■ Task instructions: Only the text of the records belongs in the answer, copied exactly and without pictures.

■ Supplied data:

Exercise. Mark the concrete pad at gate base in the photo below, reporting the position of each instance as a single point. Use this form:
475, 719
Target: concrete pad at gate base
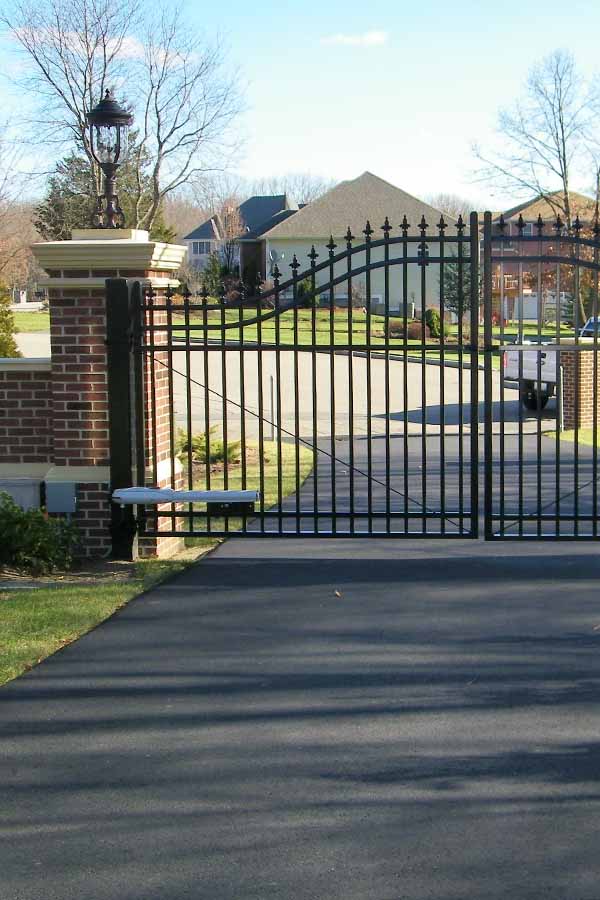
298, 720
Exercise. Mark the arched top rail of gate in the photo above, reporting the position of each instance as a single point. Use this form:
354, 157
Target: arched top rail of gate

■ Exercise answer:
Exercise. Mark the concrete pad at gate base in the photo below, reporting the position of each instance as a single point. Use this form:
475, 719
Target: concrete pad at gate base
298, 720
Exercise. Mark the arched top rail of gate in the photo above, reporting the position of each instance as a single point. Use this form:
354, 157
Target: arched top rail of gate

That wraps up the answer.